* [ACTION ITEM]: Search the entries for the word "pole". Copy each line in which it is found.

* [DATA SUPPLIED]:
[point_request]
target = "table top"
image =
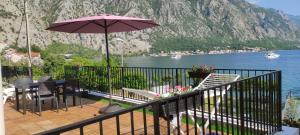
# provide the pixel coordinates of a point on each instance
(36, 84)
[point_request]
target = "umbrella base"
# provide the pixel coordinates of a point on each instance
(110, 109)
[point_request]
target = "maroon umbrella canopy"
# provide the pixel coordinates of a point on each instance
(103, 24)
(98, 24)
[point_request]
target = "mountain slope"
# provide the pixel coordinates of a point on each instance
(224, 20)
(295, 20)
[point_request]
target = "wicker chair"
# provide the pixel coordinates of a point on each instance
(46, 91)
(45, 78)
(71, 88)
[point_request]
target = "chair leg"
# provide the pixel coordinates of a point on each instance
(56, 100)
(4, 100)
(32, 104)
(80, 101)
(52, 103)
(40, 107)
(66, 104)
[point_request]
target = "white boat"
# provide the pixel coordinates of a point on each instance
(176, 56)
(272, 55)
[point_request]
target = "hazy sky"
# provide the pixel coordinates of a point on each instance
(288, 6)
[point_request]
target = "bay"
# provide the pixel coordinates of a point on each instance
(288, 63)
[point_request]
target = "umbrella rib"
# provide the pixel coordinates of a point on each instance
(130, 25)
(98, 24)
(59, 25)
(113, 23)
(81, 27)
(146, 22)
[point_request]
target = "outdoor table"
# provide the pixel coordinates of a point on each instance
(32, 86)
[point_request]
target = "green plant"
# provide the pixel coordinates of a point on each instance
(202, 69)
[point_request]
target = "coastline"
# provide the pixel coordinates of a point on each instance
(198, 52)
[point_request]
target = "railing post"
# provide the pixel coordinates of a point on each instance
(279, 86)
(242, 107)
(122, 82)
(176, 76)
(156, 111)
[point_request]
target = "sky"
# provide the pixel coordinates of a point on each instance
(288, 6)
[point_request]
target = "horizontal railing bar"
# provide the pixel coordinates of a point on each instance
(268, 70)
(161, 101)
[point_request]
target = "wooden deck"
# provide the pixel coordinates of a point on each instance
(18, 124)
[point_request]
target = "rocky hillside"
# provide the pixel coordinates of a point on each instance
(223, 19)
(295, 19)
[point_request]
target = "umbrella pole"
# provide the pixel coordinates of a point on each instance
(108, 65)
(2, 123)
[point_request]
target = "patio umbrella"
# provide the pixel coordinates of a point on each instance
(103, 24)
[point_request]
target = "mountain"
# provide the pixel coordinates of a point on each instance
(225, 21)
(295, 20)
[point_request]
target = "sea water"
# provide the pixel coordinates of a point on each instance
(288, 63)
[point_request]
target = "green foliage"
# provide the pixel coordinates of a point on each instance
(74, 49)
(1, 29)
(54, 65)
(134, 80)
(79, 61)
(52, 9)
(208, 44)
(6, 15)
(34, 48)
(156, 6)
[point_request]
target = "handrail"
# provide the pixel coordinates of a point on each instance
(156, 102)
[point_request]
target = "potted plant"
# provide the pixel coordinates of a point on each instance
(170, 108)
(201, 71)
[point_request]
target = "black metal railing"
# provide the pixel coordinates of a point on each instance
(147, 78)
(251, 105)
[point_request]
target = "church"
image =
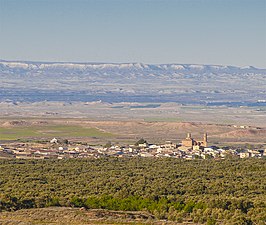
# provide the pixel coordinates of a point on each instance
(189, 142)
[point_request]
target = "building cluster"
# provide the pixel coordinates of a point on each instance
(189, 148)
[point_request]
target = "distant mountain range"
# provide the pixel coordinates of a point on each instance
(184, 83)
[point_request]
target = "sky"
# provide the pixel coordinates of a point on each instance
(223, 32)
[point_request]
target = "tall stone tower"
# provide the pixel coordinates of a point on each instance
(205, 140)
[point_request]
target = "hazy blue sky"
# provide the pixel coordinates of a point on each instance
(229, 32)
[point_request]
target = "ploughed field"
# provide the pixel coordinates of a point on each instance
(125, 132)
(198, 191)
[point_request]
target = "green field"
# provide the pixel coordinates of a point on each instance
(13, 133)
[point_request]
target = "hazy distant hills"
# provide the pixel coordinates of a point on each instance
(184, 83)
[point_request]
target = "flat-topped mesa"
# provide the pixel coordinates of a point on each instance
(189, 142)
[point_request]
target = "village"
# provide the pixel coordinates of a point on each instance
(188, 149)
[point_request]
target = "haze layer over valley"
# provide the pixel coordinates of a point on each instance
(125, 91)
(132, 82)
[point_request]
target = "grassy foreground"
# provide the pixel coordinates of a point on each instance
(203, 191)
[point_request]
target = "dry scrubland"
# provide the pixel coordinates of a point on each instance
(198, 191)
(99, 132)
==
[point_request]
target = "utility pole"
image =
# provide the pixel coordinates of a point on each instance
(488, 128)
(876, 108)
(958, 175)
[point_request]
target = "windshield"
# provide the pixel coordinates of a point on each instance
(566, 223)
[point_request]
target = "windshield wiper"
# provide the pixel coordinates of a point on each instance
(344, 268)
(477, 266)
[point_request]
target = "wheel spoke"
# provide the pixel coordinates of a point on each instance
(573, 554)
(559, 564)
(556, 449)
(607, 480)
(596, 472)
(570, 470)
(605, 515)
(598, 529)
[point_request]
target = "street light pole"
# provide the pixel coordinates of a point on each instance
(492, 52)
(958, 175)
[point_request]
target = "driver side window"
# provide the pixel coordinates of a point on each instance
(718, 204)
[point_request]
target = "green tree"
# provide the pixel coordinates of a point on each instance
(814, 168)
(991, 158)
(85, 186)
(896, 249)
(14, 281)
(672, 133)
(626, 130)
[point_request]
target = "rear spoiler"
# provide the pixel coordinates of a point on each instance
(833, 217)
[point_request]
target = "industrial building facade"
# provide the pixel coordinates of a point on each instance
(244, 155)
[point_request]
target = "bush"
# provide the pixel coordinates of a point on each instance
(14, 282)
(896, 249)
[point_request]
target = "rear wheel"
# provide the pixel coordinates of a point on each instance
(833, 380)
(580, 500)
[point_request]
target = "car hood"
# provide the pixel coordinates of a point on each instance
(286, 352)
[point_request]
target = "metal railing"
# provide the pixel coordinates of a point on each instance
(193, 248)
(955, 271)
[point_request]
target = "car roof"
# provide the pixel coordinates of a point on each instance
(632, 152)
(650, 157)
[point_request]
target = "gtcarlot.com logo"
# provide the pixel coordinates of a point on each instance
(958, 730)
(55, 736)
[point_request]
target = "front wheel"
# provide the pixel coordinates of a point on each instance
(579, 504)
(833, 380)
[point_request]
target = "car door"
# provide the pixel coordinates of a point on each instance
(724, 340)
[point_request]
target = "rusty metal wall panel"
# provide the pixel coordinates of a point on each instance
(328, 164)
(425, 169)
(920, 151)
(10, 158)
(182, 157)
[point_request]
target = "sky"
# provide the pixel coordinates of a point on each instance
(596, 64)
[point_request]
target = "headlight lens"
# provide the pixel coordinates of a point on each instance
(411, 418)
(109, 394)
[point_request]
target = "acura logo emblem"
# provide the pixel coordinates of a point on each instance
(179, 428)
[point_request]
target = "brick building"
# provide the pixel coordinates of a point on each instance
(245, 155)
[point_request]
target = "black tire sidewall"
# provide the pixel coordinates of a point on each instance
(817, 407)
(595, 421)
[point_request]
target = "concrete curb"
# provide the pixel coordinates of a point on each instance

* [RESULT BELOW]:
target = "umbrella pole"
target = "utility pole"
target = "street light pole"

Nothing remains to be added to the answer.